**TO DO**
Output every record precisely.

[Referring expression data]
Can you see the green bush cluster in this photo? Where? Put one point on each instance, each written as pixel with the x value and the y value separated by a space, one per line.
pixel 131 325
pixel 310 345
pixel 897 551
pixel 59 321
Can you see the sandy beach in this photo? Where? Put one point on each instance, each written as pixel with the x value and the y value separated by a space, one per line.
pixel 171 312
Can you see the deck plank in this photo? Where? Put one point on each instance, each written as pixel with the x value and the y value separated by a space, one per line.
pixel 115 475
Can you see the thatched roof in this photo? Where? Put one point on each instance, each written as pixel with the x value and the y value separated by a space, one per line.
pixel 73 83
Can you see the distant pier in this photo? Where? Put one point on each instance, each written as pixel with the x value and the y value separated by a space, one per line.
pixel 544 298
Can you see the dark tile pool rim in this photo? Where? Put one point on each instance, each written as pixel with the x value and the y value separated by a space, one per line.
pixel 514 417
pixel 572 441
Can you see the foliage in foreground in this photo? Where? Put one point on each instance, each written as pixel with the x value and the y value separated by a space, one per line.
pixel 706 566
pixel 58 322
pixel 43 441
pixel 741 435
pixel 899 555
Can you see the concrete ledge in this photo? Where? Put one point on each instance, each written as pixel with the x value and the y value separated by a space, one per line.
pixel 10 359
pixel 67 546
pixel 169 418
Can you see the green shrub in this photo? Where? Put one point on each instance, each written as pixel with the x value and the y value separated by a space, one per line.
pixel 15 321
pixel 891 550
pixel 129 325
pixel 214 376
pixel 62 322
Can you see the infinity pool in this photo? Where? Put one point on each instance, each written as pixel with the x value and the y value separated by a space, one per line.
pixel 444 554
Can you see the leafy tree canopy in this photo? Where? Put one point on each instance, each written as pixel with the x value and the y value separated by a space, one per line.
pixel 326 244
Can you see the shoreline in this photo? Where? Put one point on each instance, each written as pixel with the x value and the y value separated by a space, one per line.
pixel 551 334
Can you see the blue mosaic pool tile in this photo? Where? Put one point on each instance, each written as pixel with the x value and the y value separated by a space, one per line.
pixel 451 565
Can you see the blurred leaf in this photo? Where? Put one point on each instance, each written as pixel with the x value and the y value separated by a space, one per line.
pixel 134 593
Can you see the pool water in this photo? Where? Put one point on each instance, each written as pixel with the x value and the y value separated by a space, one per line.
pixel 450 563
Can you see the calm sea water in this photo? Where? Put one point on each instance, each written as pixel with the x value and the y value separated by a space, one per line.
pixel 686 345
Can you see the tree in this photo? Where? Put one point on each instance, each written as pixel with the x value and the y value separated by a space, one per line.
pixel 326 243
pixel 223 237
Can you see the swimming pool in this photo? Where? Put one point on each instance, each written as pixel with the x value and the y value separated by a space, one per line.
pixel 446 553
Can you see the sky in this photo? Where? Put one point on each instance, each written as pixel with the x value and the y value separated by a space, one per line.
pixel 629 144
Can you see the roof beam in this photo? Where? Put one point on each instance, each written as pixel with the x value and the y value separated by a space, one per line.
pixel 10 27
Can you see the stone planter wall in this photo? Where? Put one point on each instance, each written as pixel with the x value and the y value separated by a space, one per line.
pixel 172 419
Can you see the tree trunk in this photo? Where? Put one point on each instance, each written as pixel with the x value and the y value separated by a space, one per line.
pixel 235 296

**PROBLEM SOLUTION**
Can you see the green bush cluster in this photo? Where? Put one point on each instance, each written as pixel with the x value and the y value separated by a space, one per line.
pixel 131 325
pixel 310 345
pixel 897 551
pixel 59 321
Can you see the sandy beach in this photo? Where? Put one point on each instance, each written as pixel with the x value and the y value separated by a space, one per line.
pixel 171 312
Can you see the deck plank in this photo? Where? Put one point on each instance, each written as pixel with the x value and the y value separated by a space, one per line.
pixel 115 475
Can you see the thatched roof in this photo? Where? Put one point on each instance, each written as pixel with the x value and the y value separated by a space, one per line.
pixel 73 83
Can you see the distant pier in this photo? Where? Put one point on each instance, each written as pixel with the x value and the y value separated by a space, one per line.
pixel 544 298
Can you see the dark tile pool rim in this photo? Where? Put one point on each instance, each written as pixel with the x value and the y value separated by a space, one per line.
pixel 514 417
pixel 572 441
Can you see the foliage in foreground in this photo? Where? Put one point on each instance, each written as pixel with the x value and the y value separated by a space, one per line.
pixel 706 566
pixel 58 322
pixel 43 441
pixel 741 435
pixel 899 555
Can you see the concrete ledge in this photo? Where? Put one point on each instance, each written as pixel with the x value and the y value separated by a space, one per line.
pixel 10 359
pixel 67 546
pixel 169 418
Can you see the green shrub in this photo? Where? Put one point on each instance, each written as pixel with the x value and the y value separated by a space, one per line.
pixel 15 321
pixel 891 550
pixel 129 325
pixel 214 376
pixel 62 322
Can you see the infinity pool in this photo? Where? Put one point on each instance, each written as pixel with the x value and the y value separated by a space, one per line.
pixel 444 554
Can you see the leafy tree canopy in this photo? Where? Put one point on each instance, each written as pixel with the x value and the y value separated by a space, one per line.
pixel 326 244
Can you see the shoreline in this photo? Where? Put one point on each instance, each written as pixel with the x value and the y value separated by a space, one per line.
pixel 551 334
Can you see the blue mosaic pool tile in this photo? Where? Put one point on each instance, each written as pixel with the x value and the y value separated by a space, one per line.
pixel 451 565
Can you see the blurred leaf in this photo? Where? Put one point on each instance, each written as pixel with the x value and the y value separated by a space, one per line.
pixel 134 593
Can you see the pool water in this photo? Where? Put one point on each instance, each written as pixel with the x value and the y value separated by a space, one per line.
pixel 450 563
Can you see the calm sea water in this photo? Where? Put one point on each instance, each written as pixel with the x value and the y value separated by a space, one per line.
pixel 686 345
Can you see the tree in this photo? Where? Put one point on each instance, each written as pixel with the x value and the y value separated by a space, one per line.
pixel 326 243
pixel 223 237
Can you see the swimming pool in this photo? Where? Put one point on each instance, each written as pixel with the x value and the y value separated by a space, one per line.
pixel 446 553
Can you see the sky in this photo? Where? Put one point on each instance, each written as pixel with the x value and the y value separated by a space, one per line.
pixel 629 144
Can you see the roof beam in this photo? Where? Put one point on each instance, each written as pixel with the x value and the y value separated by a space, one per line.
pixel 10 27
Can you see the stone planter wall in this photo? Where? Put one point on each instance, each written as pixel with the x value and the y value separated by a space, one per line.
pixel 172 419
Can you see the tree trunk in this photo? Where? Put one point on each instance, each written as pixel with the x value and the y value separated by a space, one per line.
pixel 235 296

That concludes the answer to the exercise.